• WHAT IS EXPECTED:
Up to and including the line that contains "like (36, 31).", reproduce every line exactly, beginning with the first line below.

• DATA RECORDS:
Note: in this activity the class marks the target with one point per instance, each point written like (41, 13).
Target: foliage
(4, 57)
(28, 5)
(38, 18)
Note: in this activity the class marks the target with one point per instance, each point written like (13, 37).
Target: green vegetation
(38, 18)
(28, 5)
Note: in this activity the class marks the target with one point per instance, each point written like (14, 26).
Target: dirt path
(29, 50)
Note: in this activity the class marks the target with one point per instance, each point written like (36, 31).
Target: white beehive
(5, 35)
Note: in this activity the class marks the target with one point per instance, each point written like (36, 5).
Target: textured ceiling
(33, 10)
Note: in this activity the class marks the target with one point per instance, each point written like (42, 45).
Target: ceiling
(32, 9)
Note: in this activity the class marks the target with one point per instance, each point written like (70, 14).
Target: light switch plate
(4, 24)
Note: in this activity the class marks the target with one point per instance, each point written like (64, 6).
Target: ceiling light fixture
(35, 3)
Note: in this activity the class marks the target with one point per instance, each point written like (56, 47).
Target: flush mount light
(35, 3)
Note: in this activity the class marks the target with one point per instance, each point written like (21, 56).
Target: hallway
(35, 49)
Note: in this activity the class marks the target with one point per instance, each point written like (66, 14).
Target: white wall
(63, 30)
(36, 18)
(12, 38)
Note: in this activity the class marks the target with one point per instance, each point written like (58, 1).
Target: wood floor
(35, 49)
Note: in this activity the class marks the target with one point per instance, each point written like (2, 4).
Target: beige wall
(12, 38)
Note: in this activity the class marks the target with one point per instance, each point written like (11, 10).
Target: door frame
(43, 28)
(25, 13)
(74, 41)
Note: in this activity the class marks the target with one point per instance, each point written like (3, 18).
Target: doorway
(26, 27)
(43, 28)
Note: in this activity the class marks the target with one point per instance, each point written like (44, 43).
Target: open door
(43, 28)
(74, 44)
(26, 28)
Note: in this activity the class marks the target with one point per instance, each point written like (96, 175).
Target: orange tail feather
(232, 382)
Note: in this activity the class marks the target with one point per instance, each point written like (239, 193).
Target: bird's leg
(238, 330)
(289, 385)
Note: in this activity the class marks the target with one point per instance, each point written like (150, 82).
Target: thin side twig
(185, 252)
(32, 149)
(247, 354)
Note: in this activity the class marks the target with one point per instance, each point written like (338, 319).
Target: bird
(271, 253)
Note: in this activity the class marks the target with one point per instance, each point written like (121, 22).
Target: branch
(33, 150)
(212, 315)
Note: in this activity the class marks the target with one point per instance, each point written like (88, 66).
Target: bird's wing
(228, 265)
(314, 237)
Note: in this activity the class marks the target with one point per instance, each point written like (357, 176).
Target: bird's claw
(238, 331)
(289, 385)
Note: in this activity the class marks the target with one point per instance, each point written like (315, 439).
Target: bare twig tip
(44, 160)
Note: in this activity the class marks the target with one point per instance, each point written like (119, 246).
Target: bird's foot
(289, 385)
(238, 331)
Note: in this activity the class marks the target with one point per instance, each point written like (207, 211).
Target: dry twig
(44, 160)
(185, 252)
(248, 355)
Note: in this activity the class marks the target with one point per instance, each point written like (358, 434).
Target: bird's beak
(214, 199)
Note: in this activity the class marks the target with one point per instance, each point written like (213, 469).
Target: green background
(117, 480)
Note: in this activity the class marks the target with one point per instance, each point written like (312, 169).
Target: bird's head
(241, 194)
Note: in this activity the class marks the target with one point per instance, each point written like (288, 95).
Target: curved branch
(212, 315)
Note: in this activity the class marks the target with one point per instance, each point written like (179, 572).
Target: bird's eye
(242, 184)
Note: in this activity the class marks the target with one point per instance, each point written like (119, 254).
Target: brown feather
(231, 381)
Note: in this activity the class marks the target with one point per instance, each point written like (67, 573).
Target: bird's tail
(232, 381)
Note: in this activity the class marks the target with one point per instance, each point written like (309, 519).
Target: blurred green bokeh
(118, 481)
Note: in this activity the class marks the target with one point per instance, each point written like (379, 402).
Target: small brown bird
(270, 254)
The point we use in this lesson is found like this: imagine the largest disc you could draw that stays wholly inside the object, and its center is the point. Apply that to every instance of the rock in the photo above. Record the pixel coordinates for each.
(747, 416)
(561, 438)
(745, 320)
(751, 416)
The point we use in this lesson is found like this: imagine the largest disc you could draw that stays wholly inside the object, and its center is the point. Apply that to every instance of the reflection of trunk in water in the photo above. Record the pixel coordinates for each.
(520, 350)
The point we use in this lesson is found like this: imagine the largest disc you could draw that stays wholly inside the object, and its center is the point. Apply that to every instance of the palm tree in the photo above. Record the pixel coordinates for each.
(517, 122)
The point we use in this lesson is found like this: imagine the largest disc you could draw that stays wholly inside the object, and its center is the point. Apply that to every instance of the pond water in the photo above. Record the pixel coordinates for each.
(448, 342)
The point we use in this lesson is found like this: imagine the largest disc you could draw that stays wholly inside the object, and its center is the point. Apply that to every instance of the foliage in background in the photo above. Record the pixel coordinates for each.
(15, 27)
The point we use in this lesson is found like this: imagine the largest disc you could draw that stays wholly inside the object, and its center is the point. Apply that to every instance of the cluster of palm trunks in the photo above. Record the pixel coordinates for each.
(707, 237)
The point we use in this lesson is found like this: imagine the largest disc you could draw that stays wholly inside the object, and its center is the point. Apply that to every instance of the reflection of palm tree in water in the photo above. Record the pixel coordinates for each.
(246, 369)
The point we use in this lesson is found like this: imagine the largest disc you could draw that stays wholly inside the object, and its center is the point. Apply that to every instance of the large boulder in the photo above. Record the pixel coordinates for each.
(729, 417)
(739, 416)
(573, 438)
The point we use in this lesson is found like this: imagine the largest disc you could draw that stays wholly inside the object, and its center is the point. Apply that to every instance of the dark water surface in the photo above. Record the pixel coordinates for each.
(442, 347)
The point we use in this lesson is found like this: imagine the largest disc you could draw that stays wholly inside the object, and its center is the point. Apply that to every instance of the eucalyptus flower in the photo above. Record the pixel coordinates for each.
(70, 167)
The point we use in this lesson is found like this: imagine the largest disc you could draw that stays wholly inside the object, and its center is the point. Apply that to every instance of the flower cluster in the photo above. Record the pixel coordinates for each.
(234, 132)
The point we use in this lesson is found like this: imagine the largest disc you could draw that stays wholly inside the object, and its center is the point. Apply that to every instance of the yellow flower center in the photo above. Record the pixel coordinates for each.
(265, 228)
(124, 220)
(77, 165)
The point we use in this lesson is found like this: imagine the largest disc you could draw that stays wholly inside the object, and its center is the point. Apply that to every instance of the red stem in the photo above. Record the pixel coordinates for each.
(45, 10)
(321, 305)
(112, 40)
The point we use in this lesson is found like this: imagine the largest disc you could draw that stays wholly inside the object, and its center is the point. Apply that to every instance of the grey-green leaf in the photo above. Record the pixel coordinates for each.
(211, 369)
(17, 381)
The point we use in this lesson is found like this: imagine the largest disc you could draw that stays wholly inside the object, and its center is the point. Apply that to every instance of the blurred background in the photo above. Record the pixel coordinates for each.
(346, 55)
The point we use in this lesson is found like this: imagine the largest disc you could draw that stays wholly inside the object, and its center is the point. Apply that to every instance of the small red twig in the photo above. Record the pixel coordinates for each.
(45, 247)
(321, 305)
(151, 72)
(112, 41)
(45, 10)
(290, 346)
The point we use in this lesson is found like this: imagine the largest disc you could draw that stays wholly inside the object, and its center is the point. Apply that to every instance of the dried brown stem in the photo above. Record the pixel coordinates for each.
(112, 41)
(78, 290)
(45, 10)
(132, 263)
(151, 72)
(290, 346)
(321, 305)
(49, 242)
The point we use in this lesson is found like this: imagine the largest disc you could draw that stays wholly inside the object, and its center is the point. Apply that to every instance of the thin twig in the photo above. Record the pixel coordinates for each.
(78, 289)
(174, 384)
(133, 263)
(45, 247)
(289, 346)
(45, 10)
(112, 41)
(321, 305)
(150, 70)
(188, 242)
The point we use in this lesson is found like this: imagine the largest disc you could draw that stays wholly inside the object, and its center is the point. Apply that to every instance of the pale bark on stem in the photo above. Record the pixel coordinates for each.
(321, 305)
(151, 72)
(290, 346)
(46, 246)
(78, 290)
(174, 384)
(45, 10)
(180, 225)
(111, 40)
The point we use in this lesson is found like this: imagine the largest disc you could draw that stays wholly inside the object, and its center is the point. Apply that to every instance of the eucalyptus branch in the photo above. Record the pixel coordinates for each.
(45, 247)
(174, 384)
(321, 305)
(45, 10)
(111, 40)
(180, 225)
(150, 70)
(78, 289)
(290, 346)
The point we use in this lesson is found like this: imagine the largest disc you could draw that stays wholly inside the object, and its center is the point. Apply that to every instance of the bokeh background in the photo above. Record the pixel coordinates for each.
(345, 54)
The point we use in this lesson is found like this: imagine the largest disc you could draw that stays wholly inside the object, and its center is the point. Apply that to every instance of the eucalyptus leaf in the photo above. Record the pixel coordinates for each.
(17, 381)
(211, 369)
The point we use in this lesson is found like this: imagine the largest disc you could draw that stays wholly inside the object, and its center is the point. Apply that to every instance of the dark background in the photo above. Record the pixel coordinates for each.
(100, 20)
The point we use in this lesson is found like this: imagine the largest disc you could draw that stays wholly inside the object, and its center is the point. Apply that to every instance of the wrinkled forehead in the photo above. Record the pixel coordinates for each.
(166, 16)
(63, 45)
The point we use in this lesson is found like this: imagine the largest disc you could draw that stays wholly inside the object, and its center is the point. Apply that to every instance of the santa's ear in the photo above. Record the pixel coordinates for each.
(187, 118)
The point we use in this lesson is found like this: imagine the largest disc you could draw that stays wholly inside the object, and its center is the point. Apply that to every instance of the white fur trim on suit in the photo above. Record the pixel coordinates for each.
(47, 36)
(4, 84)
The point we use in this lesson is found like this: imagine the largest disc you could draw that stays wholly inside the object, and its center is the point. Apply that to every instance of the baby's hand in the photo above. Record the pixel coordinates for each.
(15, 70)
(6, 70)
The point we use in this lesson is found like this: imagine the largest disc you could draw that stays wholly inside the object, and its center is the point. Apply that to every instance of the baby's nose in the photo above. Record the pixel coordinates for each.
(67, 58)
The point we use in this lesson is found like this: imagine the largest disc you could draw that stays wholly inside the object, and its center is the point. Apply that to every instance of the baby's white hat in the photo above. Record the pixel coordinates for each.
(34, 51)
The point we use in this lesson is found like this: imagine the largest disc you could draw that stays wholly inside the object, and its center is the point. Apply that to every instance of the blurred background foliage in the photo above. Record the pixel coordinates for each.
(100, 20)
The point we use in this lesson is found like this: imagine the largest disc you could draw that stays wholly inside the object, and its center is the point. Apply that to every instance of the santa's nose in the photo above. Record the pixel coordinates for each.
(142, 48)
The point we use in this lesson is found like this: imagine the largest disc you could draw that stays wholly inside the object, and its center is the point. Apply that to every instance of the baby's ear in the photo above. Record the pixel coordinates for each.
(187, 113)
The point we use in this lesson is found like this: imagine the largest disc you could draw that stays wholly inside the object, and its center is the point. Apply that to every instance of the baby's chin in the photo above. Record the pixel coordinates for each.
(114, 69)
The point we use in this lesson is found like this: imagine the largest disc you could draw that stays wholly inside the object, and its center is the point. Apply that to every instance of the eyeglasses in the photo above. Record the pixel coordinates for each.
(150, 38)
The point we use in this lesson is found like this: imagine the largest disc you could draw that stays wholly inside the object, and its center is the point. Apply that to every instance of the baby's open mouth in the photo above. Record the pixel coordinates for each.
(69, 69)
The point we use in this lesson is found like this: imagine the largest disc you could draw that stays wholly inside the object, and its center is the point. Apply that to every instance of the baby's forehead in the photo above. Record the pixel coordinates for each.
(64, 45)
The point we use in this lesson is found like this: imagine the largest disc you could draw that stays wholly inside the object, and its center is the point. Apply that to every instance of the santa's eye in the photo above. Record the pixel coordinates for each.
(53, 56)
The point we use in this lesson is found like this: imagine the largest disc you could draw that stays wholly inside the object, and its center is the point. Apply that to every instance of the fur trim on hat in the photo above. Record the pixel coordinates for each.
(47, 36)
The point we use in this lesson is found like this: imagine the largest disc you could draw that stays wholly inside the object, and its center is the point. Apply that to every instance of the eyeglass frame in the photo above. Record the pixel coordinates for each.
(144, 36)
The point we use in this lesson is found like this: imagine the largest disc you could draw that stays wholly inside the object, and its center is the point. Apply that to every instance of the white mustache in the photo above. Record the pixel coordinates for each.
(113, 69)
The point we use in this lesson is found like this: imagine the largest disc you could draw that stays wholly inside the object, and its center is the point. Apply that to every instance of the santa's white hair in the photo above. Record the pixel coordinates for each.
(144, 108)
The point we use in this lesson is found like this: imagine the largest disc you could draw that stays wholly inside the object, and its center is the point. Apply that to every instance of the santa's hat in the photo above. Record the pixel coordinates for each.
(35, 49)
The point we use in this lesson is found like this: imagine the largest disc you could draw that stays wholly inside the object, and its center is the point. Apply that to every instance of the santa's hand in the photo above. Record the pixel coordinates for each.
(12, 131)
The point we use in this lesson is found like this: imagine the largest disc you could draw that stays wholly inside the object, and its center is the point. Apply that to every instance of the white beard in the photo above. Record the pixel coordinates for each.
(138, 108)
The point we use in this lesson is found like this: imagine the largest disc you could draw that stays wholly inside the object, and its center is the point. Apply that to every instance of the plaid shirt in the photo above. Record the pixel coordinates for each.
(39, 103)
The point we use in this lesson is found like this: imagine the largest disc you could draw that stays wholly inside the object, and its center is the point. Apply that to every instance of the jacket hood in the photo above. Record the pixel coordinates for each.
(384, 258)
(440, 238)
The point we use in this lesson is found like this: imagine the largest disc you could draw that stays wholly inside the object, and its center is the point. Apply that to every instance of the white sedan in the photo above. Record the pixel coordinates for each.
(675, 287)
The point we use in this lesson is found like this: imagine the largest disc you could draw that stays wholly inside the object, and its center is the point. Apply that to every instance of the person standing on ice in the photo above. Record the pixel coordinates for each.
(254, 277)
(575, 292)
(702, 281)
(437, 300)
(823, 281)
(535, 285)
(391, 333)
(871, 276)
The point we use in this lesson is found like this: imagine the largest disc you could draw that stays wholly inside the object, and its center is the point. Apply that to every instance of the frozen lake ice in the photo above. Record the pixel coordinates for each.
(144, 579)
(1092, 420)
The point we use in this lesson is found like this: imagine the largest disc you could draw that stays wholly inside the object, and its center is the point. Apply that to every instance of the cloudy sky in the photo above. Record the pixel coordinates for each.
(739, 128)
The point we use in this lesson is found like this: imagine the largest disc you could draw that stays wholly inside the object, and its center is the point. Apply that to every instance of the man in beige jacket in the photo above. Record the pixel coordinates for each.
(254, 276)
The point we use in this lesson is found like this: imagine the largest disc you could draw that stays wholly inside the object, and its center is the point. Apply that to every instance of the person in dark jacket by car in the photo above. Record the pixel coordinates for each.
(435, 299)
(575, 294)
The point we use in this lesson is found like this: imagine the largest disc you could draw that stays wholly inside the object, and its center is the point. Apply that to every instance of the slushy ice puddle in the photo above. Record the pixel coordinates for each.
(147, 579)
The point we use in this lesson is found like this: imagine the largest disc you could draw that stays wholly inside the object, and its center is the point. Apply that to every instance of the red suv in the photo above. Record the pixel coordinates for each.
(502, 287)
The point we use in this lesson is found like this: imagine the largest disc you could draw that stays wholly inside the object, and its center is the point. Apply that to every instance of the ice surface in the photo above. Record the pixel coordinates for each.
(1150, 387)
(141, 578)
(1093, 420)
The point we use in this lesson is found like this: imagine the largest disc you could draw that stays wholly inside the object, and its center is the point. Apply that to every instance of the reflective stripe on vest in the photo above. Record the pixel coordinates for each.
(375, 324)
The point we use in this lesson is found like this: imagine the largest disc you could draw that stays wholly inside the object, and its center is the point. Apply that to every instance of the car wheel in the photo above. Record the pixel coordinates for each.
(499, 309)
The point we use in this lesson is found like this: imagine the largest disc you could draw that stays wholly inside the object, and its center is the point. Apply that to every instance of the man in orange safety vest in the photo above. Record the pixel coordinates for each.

• REPLY TO THE EXERCISE:
Note: in this activity the class marks the target with one point per instance, each point written like (41, 13).
Target: foliage
(4, 57)
(28, 5)
(38, 18)
Note: in this activity the class marks the target with one point per instance, each point written like (13, 37).
Target: green vegetation
(38, 18)
(28, 5)
Note: in this activity the class marks the target with one point per instance, each point written like (14, 26).
Target: dirt path
(29, 50)
Note: in this activity the class marks the target with one point per instance, each point written like (36, 31).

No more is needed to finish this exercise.